____ RECORD EXCERPTS

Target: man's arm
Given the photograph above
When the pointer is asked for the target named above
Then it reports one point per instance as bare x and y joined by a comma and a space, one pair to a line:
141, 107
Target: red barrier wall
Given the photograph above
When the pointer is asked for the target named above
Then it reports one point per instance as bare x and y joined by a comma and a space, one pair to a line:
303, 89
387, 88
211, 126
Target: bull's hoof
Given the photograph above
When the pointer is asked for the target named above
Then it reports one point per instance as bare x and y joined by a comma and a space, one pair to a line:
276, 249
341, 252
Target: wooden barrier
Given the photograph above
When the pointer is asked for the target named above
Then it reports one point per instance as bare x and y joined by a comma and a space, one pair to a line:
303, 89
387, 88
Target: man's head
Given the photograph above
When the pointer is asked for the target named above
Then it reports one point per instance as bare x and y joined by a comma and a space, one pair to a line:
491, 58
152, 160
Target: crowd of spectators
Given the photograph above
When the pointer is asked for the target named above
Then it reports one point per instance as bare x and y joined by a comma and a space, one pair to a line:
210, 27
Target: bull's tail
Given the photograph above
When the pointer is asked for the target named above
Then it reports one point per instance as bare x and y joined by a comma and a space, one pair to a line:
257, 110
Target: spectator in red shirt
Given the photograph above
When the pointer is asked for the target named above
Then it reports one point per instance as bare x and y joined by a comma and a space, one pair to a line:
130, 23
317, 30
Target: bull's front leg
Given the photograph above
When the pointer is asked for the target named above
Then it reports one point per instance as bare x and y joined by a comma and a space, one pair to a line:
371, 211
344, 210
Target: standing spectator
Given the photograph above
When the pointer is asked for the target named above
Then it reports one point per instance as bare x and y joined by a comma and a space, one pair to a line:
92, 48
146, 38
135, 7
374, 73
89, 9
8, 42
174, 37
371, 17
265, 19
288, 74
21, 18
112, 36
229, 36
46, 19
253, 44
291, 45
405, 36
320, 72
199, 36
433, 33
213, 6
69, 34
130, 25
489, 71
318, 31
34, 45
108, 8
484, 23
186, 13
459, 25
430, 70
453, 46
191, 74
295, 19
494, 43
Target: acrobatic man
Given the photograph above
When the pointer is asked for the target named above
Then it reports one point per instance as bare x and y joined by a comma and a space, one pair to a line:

________

▶ _WORK TO DO_: Exactly reproduce the material above.

▶ _SOLUTION_:
Target: man's arm
Given the photograph above
When the pointer is asked for the target named above
Then it reports one point per instance as bare x and y joined by a comma and a space, one pair to a line:
141, 107
Target: red barrier wall
Given the photograph above
When the pointer is asked for the target named above
Then it reports one point per instance as bare x and y joined by a comma and a space, one pair to a line:
303, 89
387, 88
211, 126
Target: bull's hoof
Given the photograph above
When the pointer is asked for the target named above
Then it reports one point per instance as bare x and y joined by a comma and a space, one pair to a line:
276, 249
341, 252
Target: wooden barrier
Given the photograph above
When the pointer is asked for the target named above
Then it reports one point per instance as bare x and y joined by a comma and a space, one pair to a line:
303, 89
387, 88
Target: man's head
Given the photograph above
When the pointer is asked for the target named above
Then it reports one point per instance as bare x and y joined by a comma and a space, one pair to a line:
491, 58
152, 160
Target: crowd of spectators
Given the photograph above
When the pointer is asked for the target named above
Then it reports one point per instance as bare x and y joined by a comma and a space, one pair to a line:
210, 27
Target: bull's tail
Given the photograph above
When the pointer is asked for the target named above
Then it reports one point per instance as bare x and y joined by a comma and a space, one pair to a line:
257, 110
Target: spectator in red shirt
Given the photograph above
When the pointer is asked for the target named above
Then it reports one point per instance as bare x and y joined by a comma and a space, one pair to a line:
130, 23
317, 30
Target: bull's front leg
Given the photograph above
When the pointer is asked for the target named above
Then it reports one point per instance as bare x and y joined by a comma and a space, one pair to a line:
371, 211
344, 210
Target: standing spectator
Given the photograph above
When the pointer is asked for the target named above
Then it reports one point per instance as bare x and y joined by a comma and a space, one pair to a line:
92, 48
146, 38
135, 7
374, 73
89, 9
8, 42
174, 37
371, 17
265, 19
288, 74
21, 18
112, 36
229, 36
46, 19
253, 44
291, 45
405, 36
320, 72
199, 36
433, 33
213, 6
69, 34
130, 25
489, 71
318, 31
34, 45
108, 8
484, 23
186, 13
459, 25
430, 70
453, 46
191, 74
295, 19
494, 43
Target: acrobatic man
Given the photograph above
When the pointer is asked for the target named above
Then it reports one point per instance as bare x and y joined by a comma and a space, one pair to a line:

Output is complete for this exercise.